**Required task:** Restate each line of the listing exactly, without carrying over any pictures.

**Dataset records:**
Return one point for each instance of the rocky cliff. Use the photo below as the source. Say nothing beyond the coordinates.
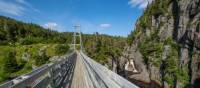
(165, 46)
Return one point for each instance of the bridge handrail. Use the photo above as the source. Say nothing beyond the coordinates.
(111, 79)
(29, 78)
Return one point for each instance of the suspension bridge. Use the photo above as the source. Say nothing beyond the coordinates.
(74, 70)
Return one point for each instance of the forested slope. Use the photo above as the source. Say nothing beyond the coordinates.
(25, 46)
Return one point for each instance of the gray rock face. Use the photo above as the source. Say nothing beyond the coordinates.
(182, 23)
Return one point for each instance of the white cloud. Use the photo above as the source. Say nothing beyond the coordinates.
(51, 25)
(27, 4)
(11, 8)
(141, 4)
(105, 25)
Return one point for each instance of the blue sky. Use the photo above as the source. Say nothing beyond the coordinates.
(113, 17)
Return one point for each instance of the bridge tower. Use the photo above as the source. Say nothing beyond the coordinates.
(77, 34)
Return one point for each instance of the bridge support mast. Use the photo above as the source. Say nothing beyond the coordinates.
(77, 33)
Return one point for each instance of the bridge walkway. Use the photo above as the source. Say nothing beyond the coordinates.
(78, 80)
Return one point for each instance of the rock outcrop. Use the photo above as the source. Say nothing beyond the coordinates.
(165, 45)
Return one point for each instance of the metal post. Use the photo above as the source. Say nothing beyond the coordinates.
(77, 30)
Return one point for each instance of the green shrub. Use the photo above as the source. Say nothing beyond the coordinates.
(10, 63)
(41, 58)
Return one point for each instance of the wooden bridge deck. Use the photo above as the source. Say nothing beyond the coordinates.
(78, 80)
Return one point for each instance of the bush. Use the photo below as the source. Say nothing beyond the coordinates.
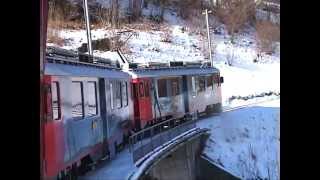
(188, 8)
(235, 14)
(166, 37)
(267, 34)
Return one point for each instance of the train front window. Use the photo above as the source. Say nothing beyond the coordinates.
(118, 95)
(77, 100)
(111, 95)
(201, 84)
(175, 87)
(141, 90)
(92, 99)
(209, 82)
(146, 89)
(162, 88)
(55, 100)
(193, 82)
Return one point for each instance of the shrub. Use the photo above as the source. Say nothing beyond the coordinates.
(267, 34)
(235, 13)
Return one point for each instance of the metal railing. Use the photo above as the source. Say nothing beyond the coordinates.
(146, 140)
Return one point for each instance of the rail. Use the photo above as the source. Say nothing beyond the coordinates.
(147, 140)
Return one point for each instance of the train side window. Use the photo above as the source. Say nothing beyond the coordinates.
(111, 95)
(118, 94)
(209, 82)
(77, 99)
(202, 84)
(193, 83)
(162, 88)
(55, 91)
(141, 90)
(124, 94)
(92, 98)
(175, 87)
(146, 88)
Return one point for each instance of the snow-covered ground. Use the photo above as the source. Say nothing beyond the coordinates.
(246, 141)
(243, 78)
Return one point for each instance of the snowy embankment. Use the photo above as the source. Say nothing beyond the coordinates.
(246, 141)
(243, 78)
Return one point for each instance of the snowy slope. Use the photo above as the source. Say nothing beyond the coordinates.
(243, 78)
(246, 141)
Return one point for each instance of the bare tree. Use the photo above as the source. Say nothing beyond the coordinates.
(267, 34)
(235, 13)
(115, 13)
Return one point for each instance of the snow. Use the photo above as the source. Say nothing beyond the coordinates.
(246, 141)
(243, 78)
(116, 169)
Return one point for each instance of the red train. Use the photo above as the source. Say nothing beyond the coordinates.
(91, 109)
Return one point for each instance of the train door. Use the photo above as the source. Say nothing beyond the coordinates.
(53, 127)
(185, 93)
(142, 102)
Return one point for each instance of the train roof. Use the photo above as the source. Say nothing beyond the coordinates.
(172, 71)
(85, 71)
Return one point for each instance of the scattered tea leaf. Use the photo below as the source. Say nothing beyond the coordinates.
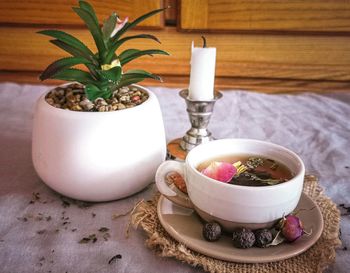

**Solution for this problem:**
Return one point for each instance of the rocky cliff. Use the photo below as the source. Say nothing beyond the coordinates.
(165, 46)
Return one point for each instance of the bridge handrail. Use the photo above as the source. Say nothing beyond the coordinates.
(111, 79)
(29, 78)
Return one point for each instance of the suspension bridge. Use the photo above as the source. Say nothing beyond the coordinates.
(74, 70)
Return one point for each instance of the forested slope. Use the photo above as the source. Say nothing beyond the coordinates.
(25, 46)
Return one point for each instance of the gray rock face. Use the photo above as the source. Say nothing beyond the coordinates.
(182, 23)
Return one point for each instance of the white cloud. Use the photo above as the source. Say nothing beyond the coordinates.
(51, 25)
(27, 4)
(11, 8)
(141, 4)
(105, 25)
Return one point for each instance of the blue sky. Use the photo above as the source. Say nothing beyond the coordinates.
(113, 17)
Return one point for each instance of the bridge tower. Use the photo above as the source. Say nothing beyond the coordinates.
(77, 34)
Return one point for each instance of the bridge support mast. Use the photo above as the source. Say nothing beyond the coordinates.
(77, 33)
Return one point for each instance of the bridge walkway. Use the photo above as the source. Say nothing beyond the coordinates.
(78, 80)
Return one point for each instance of the rock outcrop. Use the photo above as the source. Say nothing beyond the coordinates.
(165, 45)
Return one point for each instance of the metal post. Use the photo above as the source. Say nothing beyond the coordinates.
(77, 30)
Return one point for each instance of the green shrub. Use the photo above as the source. Say nothing beyond the coordinates.
(10, 63)
(41, 58)
Return one point for each instance of the wooden bridge deck. Use the photo above as the source. Say nothing beyond the coordinates.
(78, 80)
Return one point for each instance of the bush. Use the photo below as the source. Say nothing beyond the coordinates.
(188, 8)
(235, 14)
(166, 37)
(267, 34)
Return one point for each instance of the train front window. Use the photo above as the source. Say nothing beyond the coordinates.
(118, 95)
(77, 100)
(111, 95)
(201, 84)
(175, 87)
(141, 90)
(92, 99)
(209, 82)
(146, 89)
(162, 88)
(55, 100)
(193, 82)
Return one point for each instance of the shrub. Use the photo above as the source. Say nothing beyond the coordinates.
(267, 34)
(235, 13)
Return one point for each instance of the metal railing. Use the photo above as the source. Say nothing beyond the coordinates.
(146, 140)
Return one point for each instance of the rail. Use the photo above as the source. Say nothing beyond the coordinates.
(147, 140)
Return one point for each instance of the train side window. Use the photo above as the source. Say nothing beyond the coordinates.
(111, 95)
(118, 94)
(209, 82)
(77, 99)
(202, 84)
(193, 83)
(162, 88)
(55, 91)
(141, 90)
(124, 94)
(92, 98)
(175, 87)
(146, 88)
Return one point for each instance of the snow-covered ground. Use the photo above as the source. Say nothing beyond the coordinates.
(246, 141)
(243, 78)
Return one point for each instance of the snowy embankment. Use the photo above as the source. Say nothing beyond the coordinates.
(246, 141)
(243, 78)
Return one point for each instance of the snowy slope. Use the photo above as the source. Say nothing beyond the coordinates.
(243, 78)
(246, 141)
Return one point for each instance of the bare tree. Use the photo above as the source. Say nothing beyond the coordinates.
(267, 34)
(235, 13)
(115, 13)
Return one point for each instance of the snow. Use the photo above as the source. Say nothing beyond the coordinates.
(246, 141)
(243, 78)
(116, 169)
Return one point for each instance of the red train. Use the photo above as the source. Say nothing beyond the coordinates.
(91, 109)
Return one point for each instance of the train door. Use the photo above as the source. Say nothing beyond the coordinates.
(53, 127)
(185, 93)
(142, 102)
Return one point for each instance of the train roof. Use the photo above as the source. Say nothing beyond the coordinates.
(172, 71)
(85, 71)
Return one point for each instance of the scattered tea leaf. Use the photo below as the source. Say nothing beyond the coordinates.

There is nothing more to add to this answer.